### Consigna de trabajo A
Indica quién logró la ley que hizo de la Confitería del Molino parte del patrimonio del Poder Legislativo, según el texto sobre la confitería.
### Consigna de trabajo B
Escribe la continuación del texto sobre la Confitería del Molino a partir de su última oración.

### Texto para revisar
========================================================================

Bajo una capa de 104 largos de hollín y de ese humo de naftas con plomo, tras décadas del abandono más completo, estaba una de las obras maestras del gran Francesco Gianotti, una confitería favorita de los porteños y uno de los edificios más famosos del país. La Confitería del Molino agonizó por años, se fue apagando y cayendo a pedazos, fue vandalizada por propios y ajenos, se transformó en una vergüenza de la ciudad. Tuvo la suerte de ser rescatada con una ley que la hizo parte del patrimonio del Poder Legislativo, lograda por el entonces presidente de Diputados Julián Domínguez, y ahí arrancó la restauración. Esta semana, bajaron los andamios y se pudo ver como en 1916 la gloria de esta pieza patrimonial.
Lo que nos perdimos estos años: la espectacular cúpula de pretensados de hormigón, una revolución tecnológica de la época, con el logo de la confitería repetido en un paisaje en los vitrales; las hectáreas de tejuelas doradas del remate del edificio que se reparten en faldones curvos; los mosaicos brillantes en oro, en azules y en policromías; los extraordinarios ornamentos bajo los balconcitos, hechos con piezas de vidrio cóncavo pintado al horno; las esculturas hieráticas; y sobre todo, sobre absolutamente todo, el palpable color de las fachadas, la sorpresa de que sean tan claras y cálidas, y que tengan detalles de tierra romana francamente amarilla.

========================================================================

(Datos recopilados)
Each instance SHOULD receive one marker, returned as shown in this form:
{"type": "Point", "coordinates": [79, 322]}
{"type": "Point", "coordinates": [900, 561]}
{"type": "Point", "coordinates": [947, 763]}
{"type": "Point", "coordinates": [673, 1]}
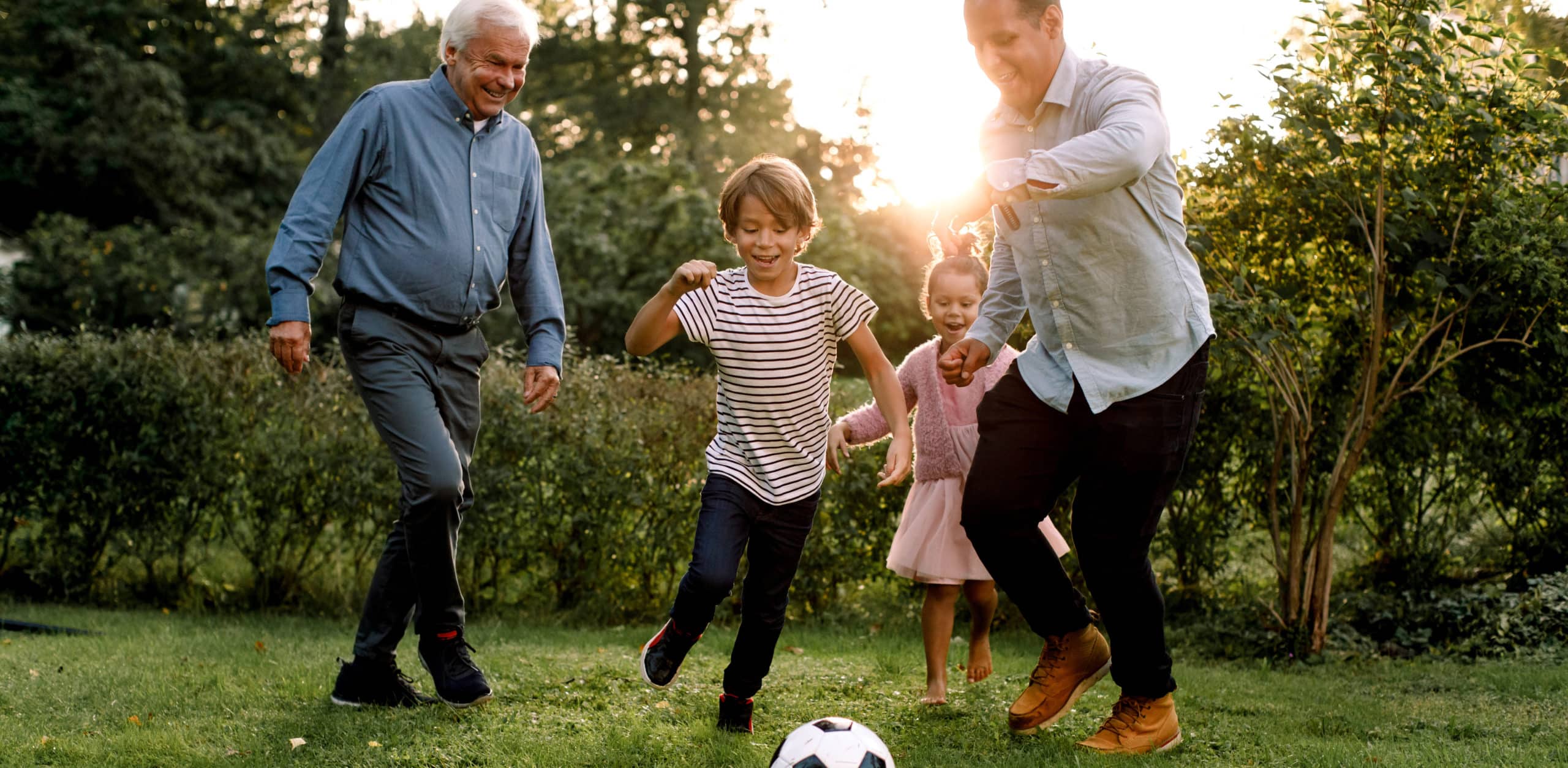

========================================================================

### Respuesta A
La logró Julián Domínguez, entonces presidente de Diputados.

### Respuesta B
Todo esto se luce ahora como hace un siglo que no se lucía, porque El Molino nunca fue limpiado ni restaurado, sino simplemente abandonado a los elementos. El equipo de restauradores y los contratistas de la Comisión Bicameral Administradora del Edificio del Molino hasta se dieron el gusto de reactivar las aspas del molino justo abajo de la torre, que hace sesenta años que no giraba: un día se quemó el motor y el logo del lugar dejó de funcionar.
Ricardo Angelucci, secretario administrativo de la comisión y un enamorado del edificio, explica que "la restauración está avanzada en un 75 por ciento, pero hay que recordar que el edificio tiene casi ocho mil metros cuadrados. Lo que ya está listo es lo que se ve, excepto alguno de los muchos detalles de una fachada endiabladamente compleja, la cúpula, la terraza, el célebre salón de fiestas del primer piso, los vitrales y las instalaciones eléctricas de la confitería en sí, el ascensor histórico sobre Callao y una cantidad francamente de kilómetros de cañerías y cablerías. También están en marcha las licitaciones para terminar las fachadas interiores del local sobre la planta baja, restaurar o reparar todos los ascensores que faltan, y crear un pañol de servicios centrales en la torrecita escondida atrás del patio andaluz, una de las sorpresas inesperadas de este edificio mágico.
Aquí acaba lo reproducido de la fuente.